─── Selected extract ───
SAO PAULO, March 12 (Reuters) - Cocoa farmers in Brazil have slammed the brakes on new planting projects following a 70% plunge in cocoa prices from their 2024 record high, stalling growth that investors had expected would make the country a major supplier of the main ingredient in chocolate.

At current prices of around $3,000 per metric ton, farmers and analysts told Reuters they expected around half the projects in Brazil to grow cocoa on an industrial scale could be canceled.

The projects, centered in Northeastern Brazil, would have added at least some 75,000 hectares of growing area, according to an estimate by supply chain services provider Czarnikow, enough to supply nearly 5% of the global demand for cocoa.

"I think Brazil expansion plans have had a massive cold shower," said Paulo Torres, a London-based cocoa industry advisor and cocoa farmer in Brazil's Bahia state. Torres himself canceled a plan for an additional 30 hectares of cocoa at his farm in Bahia.
─── Extracted material ───
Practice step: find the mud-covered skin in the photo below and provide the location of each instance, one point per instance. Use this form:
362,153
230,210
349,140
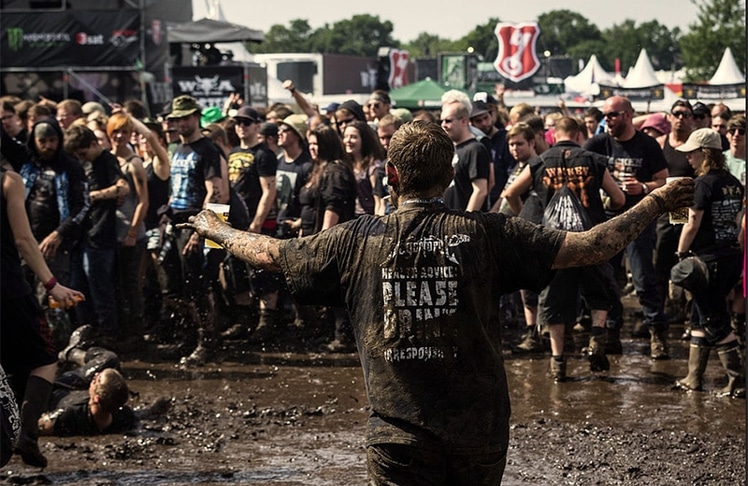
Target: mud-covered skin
───
**Work to complete**
1) Retype the passage of the cocoa report that opens with the words containing "At current prices" and closes with "farm in Bahia.".
2) Check each statement against the cocoa report and answer yes or no, quoting the words that decide it: (a) Cocoa prices have dropped 70% from their 2024 record high. (b) The planned projects are centered in Southern Brazil. (c) Paulo Torres added 30 hectares of cocoa to his farm in Bahia.

**Solutions to each task**
1)
At current prices of around $3,000 per metric ton, farmers and analysts told Reuters they expected around half the projects in Brazil to grow cocoa on an industrial scale could be canceled.

The projects, centered in Northeastern Brazil, would have added at least some 75,000 hectares of growing area, according to an estimate by supply chain services provider Czarnikow, enough to supply nearly 5% of the global demand for cocoa.

"I think Brazil expansion plans have had a massive cold shower," said Paulo Torres, a London-based cocoa industry advisor and cocoa farmer in Brazil's Bahia state. Torres himself canceled a plan for an additional 30 hectares of cocoa at his farm in Bahia.

2)
(a) Yes: "following a 70% plunge in cocoa prices from their 2024 record high"
(b) No: "The projects, centered in Northeastern Brazil"
(c) No: "Torres himself canceled a plan for an additional 30 hectares of cocoa at his farm in Bahia."